«Хочу, чтобы те, кто до сих пор в плену, верили и не раскисали», — интервью с танкистом Богданом Пантюшенко

Богдан Пантюшенко, командир танка первой бригады Вооруженных сил Украины, еще пару недель — и «праздновал» бы пять лет в плену. Сейчас он в Киеве в военном госпитале. Готовится к операции на носу, который сломали боевики, когда брали в плен, проходит реабилитацию, гуляет, общается с друзьями и с психологами. Дома в Белой Церкви, откуда он родом и где до войны работал программистом, еще не был.

Вместе с женой Викторией планирует жить в Киеве. Экс-президент подарил им квартиру. Правда, она под Киевом и еще только строится. Богдан хочет учиться, обновить знания в IT, и искать работу.

Во время разговора он смеется, когда вспоминает, как предлагал боевикам воспользоваться программой СБУ «Вернись домой», и как растерялся на взлетной полосе в «Борисполе», когда освобожденных из плена привезли в Киев.

Богдан, как ты сейчас? У тебя должна быть операция на носу. Как ты себя чувствуешь?

Богдан Пантюшенко: Сейчас уже нормально. Хотя в первые дни тоже казалось, что все нормально, но время показало, что первая неделя таки была тяжелой. Я много подтормаживал, был растерянным. Сейчас уже более-менее вошел в колею и адекватно воспринимаю реальность.

Где ты сейчас живешь? После того, как вас встретили в «Борисполе», куда повезли? Вы с Викой постоянно вместе?

БП: С самого начала после «Борисполя» нас положили в военный центральный госпиталь. Там мы пробыли несколько дней. Потом нас перевели в Пущу-Водицу (военный санаторий в Пуще-Водице, где освобожденные из плена проходили реабилитацию — ред.). Там мы провели 21 день и сейчас снова возвращаемся в военный госпиталь.

Дома еще не были, в Белую Церковь не ездил. Иногда бывает возможность прогуляться по Киеву. А вообще в госпитале постоянно.

Как ты вообще попал на войну? Ты жил в Белой Церкви, работал программистом.

ИСХОДНЫЕ ДАННЫЕ —
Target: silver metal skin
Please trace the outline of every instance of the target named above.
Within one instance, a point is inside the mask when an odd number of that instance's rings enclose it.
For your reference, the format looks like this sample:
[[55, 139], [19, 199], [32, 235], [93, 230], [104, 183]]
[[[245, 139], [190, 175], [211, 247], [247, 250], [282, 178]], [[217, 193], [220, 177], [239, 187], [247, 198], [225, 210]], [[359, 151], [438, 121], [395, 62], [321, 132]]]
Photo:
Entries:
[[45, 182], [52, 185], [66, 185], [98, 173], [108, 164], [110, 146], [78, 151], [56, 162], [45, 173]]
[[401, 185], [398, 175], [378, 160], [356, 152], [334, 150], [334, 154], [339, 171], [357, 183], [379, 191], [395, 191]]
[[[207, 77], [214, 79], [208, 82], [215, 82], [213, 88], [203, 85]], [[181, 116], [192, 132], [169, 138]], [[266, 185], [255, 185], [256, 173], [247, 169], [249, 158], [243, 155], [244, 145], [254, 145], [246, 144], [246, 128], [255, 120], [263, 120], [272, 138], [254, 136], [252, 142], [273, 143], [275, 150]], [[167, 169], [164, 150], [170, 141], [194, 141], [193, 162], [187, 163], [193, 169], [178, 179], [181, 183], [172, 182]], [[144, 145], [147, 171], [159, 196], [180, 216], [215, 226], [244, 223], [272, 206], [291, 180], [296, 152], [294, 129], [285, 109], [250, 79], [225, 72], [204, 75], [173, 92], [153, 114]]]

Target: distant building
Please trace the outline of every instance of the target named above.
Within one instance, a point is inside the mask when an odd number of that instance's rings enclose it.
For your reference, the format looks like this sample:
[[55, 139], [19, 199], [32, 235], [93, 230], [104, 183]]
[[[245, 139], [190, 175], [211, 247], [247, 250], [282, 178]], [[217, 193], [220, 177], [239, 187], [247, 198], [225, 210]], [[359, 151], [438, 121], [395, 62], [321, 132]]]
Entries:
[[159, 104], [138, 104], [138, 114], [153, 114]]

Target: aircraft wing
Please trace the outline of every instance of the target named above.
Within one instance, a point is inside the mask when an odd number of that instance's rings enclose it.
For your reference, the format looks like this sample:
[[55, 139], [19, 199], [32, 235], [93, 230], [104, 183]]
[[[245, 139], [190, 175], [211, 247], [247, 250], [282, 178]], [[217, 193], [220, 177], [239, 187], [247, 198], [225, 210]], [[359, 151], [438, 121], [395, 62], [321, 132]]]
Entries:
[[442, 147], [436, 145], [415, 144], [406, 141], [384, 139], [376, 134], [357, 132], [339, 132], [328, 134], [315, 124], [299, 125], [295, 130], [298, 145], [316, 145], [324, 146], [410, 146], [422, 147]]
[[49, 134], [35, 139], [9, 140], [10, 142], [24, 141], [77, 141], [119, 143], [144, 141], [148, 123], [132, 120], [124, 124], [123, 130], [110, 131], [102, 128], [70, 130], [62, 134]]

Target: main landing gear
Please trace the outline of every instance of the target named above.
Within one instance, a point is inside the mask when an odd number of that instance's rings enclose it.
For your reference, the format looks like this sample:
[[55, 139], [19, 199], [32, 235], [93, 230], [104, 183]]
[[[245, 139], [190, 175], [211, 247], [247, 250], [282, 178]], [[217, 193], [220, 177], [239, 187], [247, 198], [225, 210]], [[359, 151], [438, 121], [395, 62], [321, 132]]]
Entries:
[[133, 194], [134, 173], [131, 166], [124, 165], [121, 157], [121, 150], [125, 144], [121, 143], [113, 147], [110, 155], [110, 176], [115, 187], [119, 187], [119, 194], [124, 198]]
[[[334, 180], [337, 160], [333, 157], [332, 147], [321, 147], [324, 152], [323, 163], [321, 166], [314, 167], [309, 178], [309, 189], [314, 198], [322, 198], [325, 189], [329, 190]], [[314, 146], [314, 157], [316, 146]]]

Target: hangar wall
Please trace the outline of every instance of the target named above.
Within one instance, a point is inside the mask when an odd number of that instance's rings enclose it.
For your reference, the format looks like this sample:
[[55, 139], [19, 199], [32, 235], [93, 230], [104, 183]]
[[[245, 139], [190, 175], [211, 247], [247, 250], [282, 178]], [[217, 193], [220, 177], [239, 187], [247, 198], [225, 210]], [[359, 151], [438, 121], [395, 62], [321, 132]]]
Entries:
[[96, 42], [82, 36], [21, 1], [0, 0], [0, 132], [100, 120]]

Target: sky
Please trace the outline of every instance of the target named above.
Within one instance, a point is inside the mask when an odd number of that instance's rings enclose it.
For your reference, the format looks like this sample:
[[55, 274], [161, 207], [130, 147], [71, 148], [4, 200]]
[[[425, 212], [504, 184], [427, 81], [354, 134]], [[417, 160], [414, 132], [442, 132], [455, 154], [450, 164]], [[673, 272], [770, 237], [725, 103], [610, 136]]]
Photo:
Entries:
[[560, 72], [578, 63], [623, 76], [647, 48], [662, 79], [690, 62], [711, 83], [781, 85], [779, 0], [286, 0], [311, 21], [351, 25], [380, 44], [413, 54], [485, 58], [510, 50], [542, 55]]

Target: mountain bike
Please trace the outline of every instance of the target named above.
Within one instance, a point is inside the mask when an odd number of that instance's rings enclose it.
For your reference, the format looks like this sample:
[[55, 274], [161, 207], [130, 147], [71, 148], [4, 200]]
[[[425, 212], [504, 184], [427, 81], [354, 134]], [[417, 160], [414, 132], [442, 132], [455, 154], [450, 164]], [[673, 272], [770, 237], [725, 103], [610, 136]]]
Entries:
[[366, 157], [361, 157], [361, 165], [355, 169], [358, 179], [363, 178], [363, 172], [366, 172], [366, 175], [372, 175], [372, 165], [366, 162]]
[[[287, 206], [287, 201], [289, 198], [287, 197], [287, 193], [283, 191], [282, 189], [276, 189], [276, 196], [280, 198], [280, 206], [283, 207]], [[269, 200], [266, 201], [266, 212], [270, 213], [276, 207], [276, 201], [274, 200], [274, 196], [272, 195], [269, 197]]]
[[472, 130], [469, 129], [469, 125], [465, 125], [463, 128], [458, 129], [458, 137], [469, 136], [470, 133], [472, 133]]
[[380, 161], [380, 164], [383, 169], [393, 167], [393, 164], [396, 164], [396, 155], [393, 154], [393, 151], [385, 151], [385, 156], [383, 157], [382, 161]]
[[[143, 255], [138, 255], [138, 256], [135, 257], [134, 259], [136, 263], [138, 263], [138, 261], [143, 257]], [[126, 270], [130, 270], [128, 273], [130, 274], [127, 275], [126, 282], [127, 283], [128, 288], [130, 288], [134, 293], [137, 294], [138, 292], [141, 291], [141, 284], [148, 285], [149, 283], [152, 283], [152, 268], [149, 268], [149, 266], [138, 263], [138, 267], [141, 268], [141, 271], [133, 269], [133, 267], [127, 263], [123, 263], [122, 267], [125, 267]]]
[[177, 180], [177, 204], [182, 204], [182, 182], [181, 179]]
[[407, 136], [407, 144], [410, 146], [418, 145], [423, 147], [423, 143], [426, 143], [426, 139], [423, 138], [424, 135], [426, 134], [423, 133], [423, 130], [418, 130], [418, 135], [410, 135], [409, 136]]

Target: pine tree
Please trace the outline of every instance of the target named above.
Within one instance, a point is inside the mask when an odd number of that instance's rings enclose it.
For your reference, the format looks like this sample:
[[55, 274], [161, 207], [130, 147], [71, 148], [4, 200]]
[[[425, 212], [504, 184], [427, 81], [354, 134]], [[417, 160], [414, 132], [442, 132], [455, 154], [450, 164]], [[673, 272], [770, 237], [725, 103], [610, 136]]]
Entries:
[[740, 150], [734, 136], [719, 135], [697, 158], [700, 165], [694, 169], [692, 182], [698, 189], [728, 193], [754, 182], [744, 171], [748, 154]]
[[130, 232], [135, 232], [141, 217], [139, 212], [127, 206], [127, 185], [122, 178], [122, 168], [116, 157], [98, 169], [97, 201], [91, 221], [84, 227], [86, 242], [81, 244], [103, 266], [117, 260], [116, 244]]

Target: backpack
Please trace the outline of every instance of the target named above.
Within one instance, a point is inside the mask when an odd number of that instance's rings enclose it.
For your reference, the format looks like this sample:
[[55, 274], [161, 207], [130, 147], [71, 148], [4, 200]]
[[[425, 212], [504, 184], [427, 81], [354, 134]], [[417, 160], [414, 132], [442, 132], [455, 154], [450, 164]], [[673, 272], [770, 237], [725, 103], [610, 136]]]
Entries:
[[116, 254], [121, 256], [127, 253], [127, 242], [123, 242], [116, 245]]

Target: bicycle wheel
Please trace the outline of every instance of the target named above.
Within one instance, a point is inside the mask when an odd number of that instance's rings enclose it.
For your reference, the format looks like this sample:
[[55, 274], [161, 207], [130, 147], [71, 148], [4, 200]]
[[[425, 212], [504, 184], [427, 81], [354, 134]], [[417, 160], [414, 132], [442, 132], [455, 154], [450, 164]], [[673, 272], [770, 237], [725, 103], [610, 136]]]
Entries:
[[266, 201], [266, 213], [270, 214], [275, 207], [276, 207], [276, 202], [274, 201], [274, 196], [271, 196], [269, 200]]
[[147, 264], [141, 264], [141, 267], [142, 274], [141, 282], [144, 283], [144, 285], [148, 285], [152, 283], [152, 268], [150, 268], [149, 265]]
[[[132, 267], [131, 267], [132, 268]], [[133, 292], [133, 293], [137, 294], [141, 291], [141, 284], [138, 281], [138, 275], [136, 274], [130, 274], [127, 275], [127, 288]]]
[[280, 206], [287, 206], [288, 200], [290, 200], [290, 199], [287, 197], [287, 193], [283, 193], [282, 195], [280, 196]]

ОПИСАНИЕ ЗАДАНИЯ —
Верните дословно фрагмент интервью с танкистом, начиная со слов «Вместе с женой» и продолжая вплоть до слов «Викой постоянно вместе?». Данные здесь никакой роли не играют.

ОТВЕТ НИЖЕ —
Вместе с женой Викторией планирует жить в Киеве. Экс-президент подарил им квартиру. Правда, она под Киевом и еще только строится. Богдан хочет учиться, обновить знания в IT, и искать работу.

Во время разговора он смеется, когда вспоминает, как предлагал боевикам воспользоваться программой СБУ «Вернись домой», и как растерялся на взлетной полосе в «Борисполе», когда освобожденных из плена привезли в Киев.

Богдан, как ты сейчас? У тебя должна быть операция на носу. Как ты себя чувствуешь?

Богдан Пантюшенко: Сейчас уже нормально. Хотя в первые дни тоже казалось, что все нормально, но время показало, что первая неделя таки была тяжелой. Я много подтормаживал, был растерянным. Сейчас уже более-менее вошел в колею и адекватно воспринимаю реальность.

Где ты сейчас живешь? После того, как вас встретили в «Борисполе», куда повезли? Вы с Викой постоянно вместе?